[Coordinate labeling data]
━━━━━━━━━━━━━━━━━━━━━━━━━━━━━━

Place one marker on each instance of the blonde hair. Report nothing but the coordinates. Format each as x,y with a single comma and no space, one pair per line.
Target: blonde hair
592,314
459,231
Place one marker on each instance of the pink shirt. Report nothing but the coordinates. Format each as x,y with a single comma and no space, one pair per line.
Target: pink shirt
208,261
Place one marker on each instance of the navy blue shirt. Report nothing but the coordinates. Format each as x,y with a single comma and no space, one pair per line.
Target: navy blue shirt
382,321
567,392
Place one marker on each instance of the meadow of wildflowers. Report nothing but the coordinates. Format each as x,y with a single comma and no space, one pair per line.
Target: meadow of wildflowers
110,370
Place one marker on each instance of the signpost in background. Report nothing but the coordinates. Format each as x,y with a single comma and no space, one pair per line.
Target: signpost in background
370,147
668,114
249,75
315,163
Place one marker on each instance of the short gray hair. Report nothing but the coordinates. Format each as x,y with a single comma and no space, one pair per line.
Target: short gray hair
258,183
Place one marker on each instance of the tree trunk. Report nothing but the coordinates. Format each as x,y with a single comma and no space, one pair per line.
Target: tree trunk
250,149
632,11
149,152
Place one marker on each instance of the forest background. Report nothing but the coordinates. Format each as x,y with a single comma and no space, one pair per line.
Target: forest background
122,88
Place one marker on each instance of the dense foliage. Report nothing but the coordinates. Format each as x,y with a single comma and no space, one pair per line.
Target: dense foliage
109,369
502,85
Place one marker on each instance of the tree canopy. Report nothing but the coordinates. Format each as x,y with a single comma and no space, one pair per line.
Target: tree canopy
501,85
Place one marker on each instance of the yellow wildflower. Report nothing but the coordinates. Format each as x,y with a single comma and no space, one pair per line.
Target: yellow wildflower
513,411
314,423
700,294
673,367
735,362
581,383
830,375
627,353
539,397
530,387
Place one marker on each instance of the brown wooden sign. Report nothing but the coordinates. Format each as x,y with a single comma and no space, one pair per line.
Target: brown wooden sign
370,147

━━━━━━━━━━━━━━━━━━━━━━━━━━━━━━

Return all of the data precisely as it appears.

Place one marker on each instance of the blonde hair. Report nothing but the coordinates. Format each as x,y with a single comma and no space, one pair per line.
Target: blonde hair
592,314
459,231
Place one marker on each instance of the pink shirt. Report nothing but the coordinates. Format each as x,y with a single comma and no space, one pair per line.
Target: pink shirt
208,261
Place one marker on each instance of the navy blue shirt. Report nothing but the coordinates. Format each as x,y with a single comma and no space, one pair per line.
Target: navy blue shirt
382,321
567,392
Place one marker on each instance of the meadow of wildflowers. Report nothing but the coordinates. Format each as x,y with a single comma and no space, one pair per line.
Target: meadow of wildflowers
110,370
Place one marker on each instance of the signpost in background. Report nothing but the coordinates. Format each as x,y with a single comma and no space, one pair per line.
Target: signpost in background
370,147
668,114
249,75
315,163
Place one marker on each instance of the short gray hair. Report nothing but the coordinates. Format each as x,y with a single comma and no space, one pair per line.
Target: short gray hair
258,183
Place one marker on each instance of the tree trunk. Report nothing but the coordinates. Format each as x,y with a single comma and no space, one pair per line.
Target: tree trunk
250,149
632,11
149,152
Place one marker on each instance of the forest background. Report nothing but the coordinates. Format each as x,y with a single comma and no space, one pair per line.
Target: forest background
122,88
Place one marker on each instance of the dense foliage. Report nothing but the coordinates. Format each as x,y with a single comma and no space, one pair per line.
Target: dense foliage
109,369
502,85
Place one marker on each instance of the tree canopy. Report nothing but the coordinates. Format each as x,y with a single comma and no space, one pair per line.
Target: tree canopy
501,85
Place one marker on each instance of the yellow wildflower. Report nothing but the coordinates. Format each as x,y with a single comma and no space, one pair per line.
Target: yellow wildflower
513,411
314,423
700,294
673,367
735,362
581,383
830,375
627,353
539,397
530,387
Place one marker on each instance of the brown wooden sign. Report nothing but the coordinates. Format each as x,y with a single comma and no space, one pair per line.
Target: brown wooden sign
370,147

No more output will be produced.